Exercício escrito A>
Nas entradas abaixo, quantas linhas contêm a palavra "information"? Diferencie maiúsculas de minúsculas e responda só com o número.

Trecho selecionado>

☆ ☆ ☆

No trem pra Port Bou, os bancos eram de madeira com o estofamento estourado. As janelas abriam, mas o calor permanecia incessante. Não havia fiscalização de passagens, ou seja, quem quisesse, embarcava – e o trem estava superlotado. No meu vagão, tinham três hippies franceses. Eles começaram comportados, mas ao longo das inúmeras paradas do trem (que tiveram como ápice uma parada numa estação em meio a um milharal) foram se soltando. Quando viram que o risco de um fiscal subir no trem na próxima estação era nulo, começaram a agitar. Desde cantar e dançar no meio do trem até tomar o rádio interno pra falar sabe-se lá o quê. Em dado momento, já no litoral francês, mas ainda longe de Port Bou, restavam apenas nós quatro no vagão. Fui forçado a virar amigo deles. E eles eram gente boa. Num inglês bem mais ou menos, me contaram alguns podres do governo francês e da aventura deles que começava ali: viajar dois meses pela Espanha com nenhum dinheiro no bolso e apenas uma mochila cada um. Eles iam assim, clandestinos e faceiros. Perto das 20:00, chegamos à Port Bou, território espanhol e nos despedimos. Eu tinha mais um trem pra pegar, eles iam dormir na praia.

☆ ☆ ☆

Entradas exibidas>
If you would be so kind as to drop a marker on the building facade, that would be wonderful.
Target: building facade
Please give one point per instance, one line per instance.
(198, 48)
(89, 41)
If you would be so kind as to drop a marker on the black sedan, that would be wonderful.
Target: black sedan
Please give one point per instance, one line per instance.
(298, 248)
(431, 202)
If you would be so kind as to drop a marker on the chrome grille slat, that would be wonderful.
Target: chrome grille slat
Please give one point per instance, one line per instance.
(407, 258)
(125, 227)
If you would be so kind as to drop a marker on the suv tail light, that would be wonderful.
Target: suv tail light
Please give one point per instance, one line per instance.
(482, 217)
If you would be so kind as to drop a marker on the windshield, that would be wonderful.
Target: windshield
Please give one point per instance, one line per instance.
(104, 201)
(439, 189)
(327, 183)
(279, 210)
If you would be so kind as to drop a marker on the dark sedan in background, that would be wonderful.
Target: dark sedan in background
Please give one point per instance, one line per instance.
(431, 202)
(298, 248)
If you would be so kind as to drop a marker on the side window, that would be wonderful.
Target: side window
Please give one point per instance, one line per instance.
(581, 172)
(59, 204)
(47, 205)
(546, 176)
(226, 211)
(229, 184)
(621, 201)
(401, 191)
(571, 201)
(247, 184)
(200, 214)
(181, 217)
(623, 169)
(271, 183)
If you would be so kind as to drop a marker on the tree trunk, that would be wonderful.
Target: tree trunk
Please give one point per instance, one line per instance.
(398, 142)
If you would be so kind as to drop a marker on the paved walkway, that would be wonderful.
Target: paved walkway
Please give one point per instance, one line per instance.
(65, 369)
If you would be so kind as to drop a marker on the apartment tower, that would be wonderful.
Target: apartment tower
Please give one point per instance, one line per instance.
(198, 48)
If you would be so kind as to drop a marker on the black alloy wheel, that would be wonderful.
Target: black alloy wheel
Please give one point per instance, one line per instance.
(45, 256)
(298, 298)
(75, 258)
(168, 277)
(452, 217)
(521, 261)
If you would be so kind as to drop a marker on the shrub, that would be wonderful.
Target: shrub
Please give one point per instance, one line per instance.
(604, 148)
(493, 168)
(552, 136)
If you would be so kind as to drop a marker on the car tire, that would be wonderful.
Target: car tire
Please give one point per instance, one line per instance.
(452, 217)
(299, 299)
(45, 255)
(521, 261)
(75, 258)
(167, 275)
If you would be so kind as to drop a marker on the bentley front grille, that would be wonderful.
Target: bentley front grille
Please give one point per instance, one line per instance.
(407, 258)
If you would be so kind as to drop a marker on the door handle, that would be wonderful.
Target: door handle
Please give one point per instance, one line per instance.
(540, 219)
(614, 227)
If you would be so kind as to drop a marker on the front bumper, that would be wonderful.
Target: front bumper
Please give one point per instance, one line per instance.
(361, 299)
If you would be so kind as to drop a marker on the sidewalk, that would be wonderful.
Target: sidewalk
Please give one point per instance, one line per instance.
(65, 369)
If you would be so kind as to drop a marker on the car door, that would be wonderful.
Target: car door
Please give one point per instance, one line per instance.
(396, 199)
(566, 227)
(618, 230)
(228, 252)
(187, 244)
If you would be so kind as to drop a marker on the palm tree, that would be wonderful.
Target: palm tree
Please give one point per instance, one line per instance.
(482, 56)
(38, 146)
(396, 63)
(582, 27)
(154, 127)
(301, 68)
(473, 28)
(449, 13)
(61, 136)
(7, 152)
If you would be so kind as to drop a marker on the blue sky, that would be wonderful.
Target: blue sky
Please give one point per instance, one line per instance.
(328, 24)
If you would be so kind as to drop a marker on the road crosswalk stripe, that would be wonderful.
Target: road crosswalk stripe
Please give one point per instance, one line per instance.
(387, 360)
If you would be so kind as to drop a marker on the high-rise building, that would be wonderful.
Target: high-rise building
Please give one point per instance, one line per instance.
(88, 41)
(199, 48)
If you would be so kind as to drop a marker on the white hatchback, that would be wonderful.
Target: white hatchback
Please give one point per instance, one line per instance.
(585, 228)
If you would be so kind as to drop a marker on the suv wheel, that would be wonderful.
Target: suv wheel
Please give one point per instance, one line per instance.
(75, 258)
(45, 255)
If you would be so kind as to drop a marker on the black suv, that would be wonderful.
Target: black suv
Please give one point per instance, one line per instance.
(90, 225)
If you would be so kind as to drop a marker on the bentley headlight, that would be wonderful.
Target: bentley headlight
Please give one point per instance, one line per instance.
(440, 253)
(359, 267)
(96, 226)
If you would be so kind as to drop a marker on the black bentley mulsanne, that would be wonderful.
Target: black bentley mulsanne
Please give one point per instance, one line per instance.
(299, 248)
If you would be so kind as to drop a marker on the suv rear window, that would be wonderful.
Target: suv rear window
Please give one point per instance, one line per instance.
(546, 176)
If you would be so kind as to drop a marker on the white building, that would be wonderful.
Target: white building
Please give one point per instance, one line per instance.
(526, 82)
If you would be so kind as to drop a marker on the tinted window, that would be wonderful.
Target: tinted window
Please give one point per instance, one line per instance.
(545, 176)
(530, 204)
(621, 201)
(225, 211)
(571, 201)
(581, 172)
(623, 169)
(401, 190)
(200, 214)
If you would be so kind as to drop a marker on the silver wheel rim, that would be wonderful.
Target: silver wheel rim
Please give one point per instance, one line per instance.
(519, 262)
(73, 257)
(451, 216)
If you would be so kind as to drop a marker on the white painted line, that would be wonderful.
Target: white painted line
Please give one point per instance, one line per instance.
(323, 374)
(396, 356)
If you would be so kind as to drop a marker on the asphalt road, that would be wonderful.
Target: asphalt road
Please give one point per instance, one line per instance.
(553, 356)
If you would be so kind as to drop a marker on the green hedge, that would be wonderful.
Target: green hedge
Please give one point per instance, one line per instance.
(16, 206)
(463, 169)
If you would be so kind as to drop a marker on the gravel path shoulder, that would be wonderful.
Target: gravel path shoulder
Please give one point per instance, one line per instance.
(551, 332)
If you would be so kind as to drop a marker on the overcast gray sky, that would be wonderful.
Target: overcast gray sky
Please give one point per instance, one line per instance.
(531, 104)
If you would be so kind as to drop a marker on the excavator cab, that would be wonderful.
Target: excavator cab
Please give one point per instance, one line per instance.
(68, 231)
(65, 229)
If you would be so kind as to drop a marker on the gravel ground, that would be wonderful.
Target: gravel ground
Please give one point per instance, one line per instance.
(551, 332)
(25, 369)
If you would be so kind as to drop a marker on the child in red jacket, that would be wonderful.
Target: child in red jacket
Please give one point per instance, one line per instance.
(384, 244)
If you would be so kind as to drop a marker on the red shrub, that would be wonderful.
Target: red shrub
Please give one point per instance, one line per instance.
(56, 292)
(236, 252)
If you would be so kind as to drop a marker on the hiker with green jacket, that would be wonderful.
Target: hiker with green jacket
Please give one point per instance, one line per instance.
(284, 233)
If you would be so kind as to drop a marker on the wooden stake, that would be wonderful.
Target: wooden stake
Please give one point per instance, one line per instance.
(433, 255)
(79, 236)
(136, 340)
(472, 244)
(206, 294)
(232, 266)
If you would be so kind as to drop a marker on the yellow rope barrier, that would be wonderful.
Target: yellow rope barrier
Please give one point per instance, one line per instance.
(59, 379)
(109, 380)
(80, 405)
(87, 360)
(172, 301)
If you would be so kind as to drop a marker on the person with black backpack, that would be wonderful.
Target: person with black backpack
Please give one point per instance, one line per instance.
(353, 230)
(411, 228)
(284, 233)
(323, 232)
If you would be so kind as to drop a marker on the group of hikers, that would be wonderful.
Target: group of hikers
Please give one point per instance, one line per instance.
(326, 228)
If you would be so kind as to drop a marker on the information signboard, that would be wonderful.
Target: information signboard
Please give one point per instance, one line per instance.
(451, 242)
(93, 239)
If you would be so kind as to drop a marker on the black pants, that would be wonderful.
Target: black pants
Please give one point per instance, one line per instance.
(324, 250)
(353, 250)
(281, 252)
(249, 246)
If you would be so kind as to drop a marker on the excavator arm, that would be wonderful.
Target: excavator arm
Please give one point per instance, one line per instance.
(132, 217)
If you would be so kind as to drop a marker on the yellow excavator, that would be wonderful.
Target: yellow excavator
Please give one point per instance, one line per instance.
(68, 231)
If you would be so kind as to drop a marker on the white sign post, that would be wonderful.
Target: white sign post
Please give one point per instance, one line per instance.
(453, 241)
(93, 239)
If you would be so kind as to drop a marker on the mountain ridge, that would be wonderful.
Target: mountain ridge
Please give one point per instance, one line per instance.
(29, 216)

☆ ☆ ☆

Exercício escrito B>
Segundo o trecho sobre a viagem de trem até Port Bou, por quanto tempo os três franceses pretendiam viajar pela Espanha?

Resposta resolvida A>
2

Resposta resolvida B>
Por dois meses.